- **WHAT THE TASK ASKS**: According to the text on GABA inhibition, from up to how many unique subunits in humans are GABAA receptors composed?

- **SELECTED TEXT**:
------------------------
How does the neurotransmitter GABA produce myriad forms of inhibition in the central nervous system (CNS), restraining and shaping electrical activity to prevent anxiety, agitation, seizures, chronic pain and sleep disturbance?
How does GABAergic dysfunction impair early brain circuit development and contribute to neurodevelopmental disorders?
The majority of fast synaptic inhibition in the CNS is mediated by GABA type A neurotransmitter receptors (GABAARs) which are chloride (Cl-) selective ligand-gated ion channels composed of five subunits (from up to 19 unique subunits in humans), with differential expression across brain regions, cell types and subcellular localization. The Jacob lab’s broad goal is to identify molecular mechanisms regulating dynamic GABAAR inhibition and understand how this impacts neurodevelopment and synaptic plasticity and is modified by drug treatment and pathological conditions. We use a combination of biochemical, pharmacological, functional and imaging based approaches.
------------------------
- **STORED DATA**:
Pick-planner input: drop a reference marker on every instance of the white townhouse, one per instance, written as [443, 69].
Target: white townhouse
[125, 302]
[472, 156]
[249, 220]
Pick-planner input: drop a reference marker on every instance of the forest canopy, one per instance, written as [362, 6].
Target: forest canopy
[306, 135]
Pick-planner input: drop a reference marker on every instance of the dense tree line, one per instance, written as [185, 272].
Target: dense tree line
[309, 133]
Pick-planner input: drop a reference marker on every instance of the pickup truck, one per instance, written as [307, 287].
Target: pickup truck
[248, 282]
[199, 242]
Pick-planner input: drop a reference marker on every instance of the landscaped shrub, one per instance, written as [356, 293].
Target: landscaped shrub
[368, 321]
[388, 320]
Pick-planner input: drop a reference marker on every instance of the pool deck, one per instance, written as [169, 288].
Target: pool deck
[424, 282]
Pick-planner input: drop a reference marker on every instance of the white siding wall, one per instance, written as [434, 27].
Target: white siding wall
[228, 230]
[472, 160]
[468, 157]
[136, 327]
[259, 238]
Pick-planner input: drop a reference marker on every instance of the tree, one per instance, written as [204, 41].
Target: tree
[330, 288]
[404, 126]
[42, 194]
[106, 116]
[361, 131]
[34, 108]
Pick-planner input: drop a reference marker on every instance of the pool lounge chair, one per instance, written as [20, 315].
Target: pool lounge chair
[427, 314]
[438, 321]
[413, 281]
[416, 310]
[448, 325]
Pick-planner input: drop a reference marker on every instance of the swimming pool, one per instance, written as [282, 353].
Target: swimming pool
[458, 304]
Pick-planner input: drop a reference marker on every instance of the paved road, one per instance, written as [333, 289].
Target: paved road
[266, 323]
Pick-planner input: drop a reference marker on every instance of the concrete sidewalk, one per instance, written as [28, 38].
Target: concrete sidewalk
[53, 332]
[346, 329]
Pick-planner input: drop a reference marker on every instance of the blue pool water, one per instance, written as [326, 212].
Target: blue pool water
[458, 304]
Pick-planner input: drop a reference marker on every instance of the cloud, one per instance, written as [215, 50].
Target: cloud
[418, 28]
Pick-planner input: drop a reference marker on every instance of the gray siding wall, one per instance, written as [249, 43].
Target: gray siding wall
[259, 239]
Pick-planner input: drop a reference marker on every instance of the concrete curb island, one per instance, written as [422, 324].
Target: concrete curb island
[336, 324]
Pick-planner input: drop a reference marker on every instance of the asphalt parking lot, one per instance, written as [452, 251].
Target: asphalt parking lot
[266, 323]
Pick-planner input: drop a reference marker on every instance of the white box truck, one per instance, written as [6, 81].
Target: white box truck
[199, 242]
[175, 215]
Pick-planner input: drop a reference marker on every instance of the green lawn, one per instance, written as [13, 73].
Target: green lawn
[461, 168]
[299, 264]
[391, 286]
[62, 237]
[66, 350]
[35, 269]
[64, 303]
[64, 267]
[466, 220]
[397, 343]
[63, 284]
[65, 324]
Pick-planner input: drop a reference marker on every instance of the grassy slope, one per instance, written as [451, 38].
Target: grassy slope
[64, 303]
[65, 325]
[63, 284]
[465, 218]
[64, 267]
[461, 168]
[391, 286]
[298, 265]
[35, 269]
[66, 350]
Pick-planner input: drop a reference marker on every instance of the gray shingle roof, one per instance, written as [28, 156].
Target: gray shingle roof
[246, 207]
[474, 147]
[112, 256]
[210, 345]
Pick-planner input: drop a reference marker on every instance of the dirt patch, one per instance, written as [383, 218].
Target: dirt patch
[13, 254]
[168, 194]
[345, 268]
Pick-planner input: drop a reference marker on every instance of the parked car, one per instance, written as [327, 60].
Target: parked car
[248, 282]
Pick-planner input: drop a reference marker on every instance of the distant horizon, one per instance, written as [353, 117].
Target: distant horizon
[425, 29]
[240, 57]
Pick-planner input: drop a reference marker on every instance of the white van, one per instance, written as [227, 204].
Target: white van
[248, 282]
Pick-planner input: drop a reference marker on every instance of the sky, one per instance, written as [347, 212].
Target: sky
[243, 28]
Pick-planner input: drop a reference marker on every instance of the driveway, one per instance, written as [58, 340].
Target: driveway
------------------------
- **ANSWER BOX**: Up to 19 unique subunits.